BRIEF
Beginning with the line that mentions "Task: Indicate the wooden fence", reproduce every line through the last line of the entries, exactly, and only those.

Items from a dataset

┄┄┄┄┄┄┄┄┄┄┄┄┄┄┄┄┄┄┄┄

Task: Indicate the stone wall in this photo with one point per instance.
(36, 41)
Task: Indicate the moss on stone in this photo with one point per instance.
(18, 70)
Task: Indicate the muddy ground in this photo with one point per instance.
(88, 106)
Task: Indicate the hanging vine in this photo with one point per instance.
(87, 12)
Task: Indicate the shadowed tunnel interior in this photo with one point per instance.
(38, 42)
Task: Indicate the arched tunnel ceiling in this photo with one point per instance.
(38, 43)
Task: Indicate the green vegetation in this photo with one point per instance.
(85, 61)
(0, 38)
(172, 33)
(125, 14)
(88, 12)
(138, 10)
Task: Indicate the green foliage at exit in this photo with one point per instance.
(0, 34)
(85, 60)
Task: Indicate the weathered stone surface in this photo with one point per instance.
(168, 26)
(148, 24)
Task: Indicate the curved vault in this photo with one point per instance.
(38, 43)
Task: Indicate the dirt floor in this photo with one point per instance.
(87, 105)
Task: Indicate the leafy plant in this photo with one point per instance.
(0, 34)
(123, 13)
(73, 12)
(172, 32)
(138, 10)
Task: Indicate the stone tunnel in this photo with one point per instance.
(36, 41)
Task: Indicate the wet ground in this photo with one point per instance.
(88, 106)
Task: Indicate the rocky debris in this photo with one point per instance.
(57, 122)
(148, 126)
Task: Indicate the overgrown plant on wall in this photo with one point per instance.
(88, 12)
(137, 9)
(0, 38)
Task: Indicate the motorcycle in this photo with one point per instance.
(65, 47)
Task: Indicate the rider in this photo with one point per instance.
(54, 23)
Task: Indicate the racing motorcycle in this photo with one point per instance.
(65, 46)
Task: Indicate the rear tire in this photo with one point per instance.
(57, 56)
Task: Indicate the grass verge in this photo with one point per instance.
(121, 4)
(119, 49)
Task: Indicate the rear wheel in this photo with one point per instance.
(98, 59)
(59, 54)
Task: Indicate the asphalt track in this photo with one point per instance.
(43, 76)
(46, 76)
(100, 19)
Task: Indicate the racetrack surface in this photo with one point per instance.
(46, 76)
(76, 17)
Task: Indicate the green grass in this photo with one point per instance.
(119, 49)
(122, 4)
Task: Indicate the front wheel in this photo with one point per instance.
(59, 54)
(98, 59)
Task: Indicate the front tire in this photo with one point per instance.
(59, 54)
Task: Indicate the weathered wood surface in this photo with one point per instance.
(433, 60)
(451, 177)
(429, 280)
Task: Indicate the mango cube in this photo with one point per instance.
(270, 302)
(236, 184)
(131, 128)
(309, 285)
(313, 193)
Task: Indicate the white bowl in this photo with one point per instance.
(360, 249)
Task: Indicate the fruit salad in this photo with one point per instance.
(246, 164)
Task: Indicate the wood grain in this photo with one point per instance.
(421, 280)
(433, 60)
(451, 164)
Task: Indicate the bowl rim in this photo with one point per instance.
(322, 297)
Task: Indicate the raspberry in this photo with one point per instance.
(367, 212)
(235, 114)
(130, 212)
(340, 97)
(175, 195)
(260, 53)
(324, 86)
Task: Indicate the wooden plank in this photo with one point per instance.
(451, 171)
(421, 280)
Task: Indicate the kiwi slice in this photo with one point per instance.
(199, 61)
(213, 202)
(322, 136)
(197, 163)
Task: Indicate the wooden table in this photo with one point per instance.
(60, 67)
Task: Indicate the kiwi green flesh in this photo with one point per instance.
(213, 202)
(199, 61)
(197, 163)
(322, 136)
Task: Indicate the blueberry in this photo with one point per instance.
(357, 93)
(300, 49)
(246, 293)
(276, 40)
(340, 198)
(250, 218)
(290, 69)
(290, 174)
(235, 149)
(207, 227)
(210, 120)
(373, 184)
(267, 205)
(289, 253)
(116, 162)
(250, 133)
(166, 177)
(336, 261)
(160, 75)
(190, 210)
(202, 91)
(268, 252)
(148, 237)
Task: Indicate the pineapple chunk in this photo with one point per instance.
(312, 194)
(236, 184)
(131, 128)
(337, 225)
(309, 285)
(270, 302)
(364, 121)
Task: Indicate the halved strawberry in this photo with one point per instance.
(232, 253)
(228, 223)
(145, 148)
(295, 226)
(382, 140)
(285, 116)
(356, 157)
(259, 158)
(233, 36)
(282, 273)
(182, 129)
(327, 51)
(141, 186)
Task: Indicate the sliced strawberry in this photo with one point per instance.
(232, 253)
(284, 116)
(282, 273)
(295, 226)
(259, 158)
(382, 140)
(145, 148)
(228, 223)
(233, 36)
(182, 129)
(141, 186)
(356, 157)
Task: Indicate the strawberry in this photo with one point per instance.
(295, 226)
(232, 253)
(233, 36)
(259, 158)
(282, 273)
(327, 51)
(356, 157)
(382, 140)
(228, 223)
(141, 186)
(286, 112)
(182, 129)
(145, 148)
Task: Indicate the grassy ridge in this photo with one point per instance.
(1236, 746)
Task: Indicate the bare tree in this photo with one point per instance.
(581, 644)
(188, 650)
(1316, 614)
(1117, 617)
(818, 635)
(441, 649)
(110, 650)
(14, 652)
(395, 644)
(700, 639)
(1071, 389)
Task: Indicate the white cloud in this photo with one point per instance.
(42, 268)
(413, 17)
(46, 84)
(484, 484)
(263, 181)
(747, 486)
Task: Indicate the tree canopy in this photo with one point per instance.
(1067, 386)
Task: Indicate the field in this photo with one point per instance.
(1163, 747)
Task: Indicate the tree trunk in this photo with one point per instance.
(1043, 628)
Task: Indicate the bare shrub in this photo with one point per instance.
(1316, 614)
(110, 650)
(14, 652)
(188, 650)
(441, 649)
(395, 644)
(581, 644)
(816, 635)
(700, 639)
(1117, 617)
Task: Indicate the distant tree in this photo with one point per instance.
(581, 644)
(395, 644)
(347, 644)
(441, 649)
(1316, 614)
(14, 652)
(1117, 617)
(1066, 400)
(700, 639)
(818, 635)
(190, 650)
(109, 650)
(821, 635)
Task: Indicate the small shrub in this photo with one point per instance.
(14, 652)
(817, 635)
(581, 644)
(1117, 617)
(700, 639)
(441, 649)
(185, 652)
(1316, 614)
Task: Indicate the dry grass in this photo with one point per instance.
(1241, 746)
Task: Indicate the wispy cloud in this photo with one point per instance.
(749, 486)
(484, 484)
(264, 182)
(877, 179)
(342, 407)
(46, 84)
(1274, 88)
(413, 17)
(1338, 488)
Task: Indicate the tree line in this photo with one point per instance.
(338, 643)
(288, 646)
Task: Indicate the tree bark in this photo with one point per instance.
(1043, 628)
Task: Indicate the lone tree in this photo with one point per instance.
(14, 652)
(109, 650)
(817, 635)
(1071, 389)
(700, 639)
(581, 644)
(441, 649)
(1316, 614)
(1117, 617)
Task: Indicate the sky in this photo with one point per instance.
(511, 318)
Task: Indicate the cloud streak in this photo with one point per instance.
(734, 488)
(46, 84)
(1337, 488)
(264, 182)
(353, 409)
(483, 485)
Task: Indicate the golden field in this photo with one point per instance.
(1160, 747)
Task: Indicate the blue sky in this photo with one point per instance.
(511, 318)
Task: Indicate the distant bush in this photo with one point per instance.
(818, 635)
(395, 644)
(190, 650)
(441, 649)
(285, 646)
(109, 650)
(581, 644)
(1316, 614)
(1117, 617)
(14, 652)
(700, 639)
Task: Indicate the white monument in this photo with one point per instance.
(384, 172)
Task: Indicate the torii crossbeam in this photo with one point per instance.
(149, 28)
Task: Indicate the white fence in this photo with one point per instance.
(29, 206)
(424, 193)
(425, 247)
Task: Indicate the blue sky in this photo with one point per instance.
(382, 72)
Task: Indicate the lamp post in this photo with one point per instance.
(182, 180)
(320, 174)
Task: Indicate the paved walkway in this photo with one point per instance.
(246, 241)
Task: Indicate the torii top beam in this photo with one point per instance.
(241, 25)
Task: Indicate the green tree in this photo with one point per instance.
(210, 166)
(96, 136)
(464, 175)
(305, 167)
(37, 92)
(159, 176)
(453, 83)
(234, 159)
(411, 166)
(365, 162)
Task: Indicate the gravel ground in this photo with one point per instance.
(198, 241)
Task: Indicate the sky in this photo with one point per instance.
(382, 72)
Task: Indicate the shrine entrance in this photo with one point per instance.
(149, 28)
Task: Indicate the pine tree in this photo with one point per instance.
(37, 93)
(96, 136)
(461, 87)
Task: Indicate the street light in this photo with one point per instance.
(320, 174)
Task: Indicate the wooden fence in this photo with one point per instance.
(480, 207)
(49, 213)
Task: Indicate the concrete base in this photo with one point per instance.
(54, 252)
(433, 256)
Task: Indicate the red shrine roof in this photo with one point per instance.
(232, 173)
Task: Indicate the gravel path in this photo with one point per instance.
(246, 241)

┄┄┄┄┄┄┄┄┄┄┄┄┄┄┄┄┄┄┄┄

TASK RESPONSE
Task: Indicate the wooden fence in this photo with one point per instance.
(480, 207)
(49, 213)
Task: Indicate the concrete base in this photo with one point per instance.
(54, 252)
(433, 256)
Task: Indicate the red shrine roof in this photo with one point per instance.
(232, 173)
Task: Indicate the gravel path in this photo with one point per instance.
(246, 241)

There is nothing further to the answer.